Work required:
Write the next paragraph of the introduction on decoding quantum error-correcting codes, picking up after its final sentence.

Source extract:
§

## Introduction

Constructing a physical computing machine, whether a classical or a quantum one, requires, inescapably, the implementation of an error correcting mechanism that guards against the noise picked up from the environment and the imperfections in the operations being performed1,2,3. Early in the development of both classical and quantum computers, “threshold” theorems were proven to show the existence of encoding schemes which reliably store and process information in a “logical” set of bits (or qubits), by encoding it redundantly on top of a bigger set of less reliable “physical” bits (or qubits), as long as the error rate on the physical layer is smaller than a fixed threshold4, 5. The vast majority of quantum error correcting codes fall in the class of stabilizer codes (a generalization of the classical linear codes)6. They are characterized by the group of stabilizer operators that preserve the logical states (similarly to the list of constraints represented by the parity check matrix H for classical linear codes). The list of nontrivial stabilizer operator measurements (or violated parity constraints for a classical code) is called the syndrome of the error. While providing for efficient encoding, linear and stabilizer codes do not necessarily have known efficient decoding algorithms that can deduce from a given syndrome what errors have occurred.

In the general case decoding a stabilizer code is an NP-hard problem. An active area of research is the design of codes with some additional algebraic structure that permits efficient decoders, but still retains high rates (ratio of logical to physical qubits) with acceptable distances (maximal number of correctable errors on the physical qubits). Schemes like the CSS approach7,8,9 permit the creation of quantum codes from classical codes, but they do not guarantee that the decoder that worked for the classical code still works for the quantum one. A particularly interesting example is the class of LDPC codes10, 11 which are high-performing classical codes with efficient decoders, however those decoders do not work for the quantum LDPC codes12.

§

Data block:
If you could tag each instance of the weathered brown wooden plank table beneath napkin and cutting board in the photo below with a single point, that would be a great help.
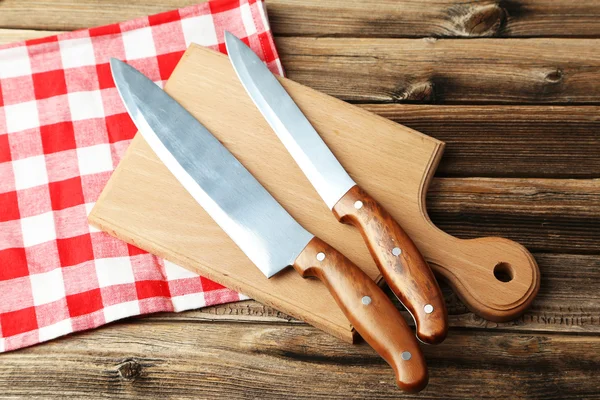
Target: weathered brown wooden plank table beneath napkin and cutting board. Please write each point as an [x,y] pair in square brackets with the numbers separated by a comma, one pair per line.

§

Output below:
Here we present a decoding algorithm that can be applied to any stabilizer code — the decoder employs machine learning techniques to “learn” any structures that would make the approximate decoding problem easier than the general NP-hard decoding problem: it “learns” the probability distributions of errors conditioned on a given syndrome and efficiently uses samples from that distribution in order to predict probable errors. The conditional probability distribution is encoded in a deep neural network. The “learning” involves training the neural network on pairs of errors and corresponding syndromes (generated from an error model for the physical qubits and a parity check matrix for the code in use). We test the algorithm on the toric code (Fig. 1a) definied on a two-dimensional lattice on a torus13. Since the toric code has low-weight local stabilizers, it is also a quantum LDPC code with structure that impedes typical belief propagation algorithms. Our decoder significantly outperforms the standard “minimal-weight perfect matching” (MWPM) decoder14, 15. Moreover, it has comparable threshold with the best renormalization group decoders16. For code-sizes up to 200 physical qubits the decoder is practical and we discuss how to extend our neural network architecture to negate the inefficiencies that kick in at that stage.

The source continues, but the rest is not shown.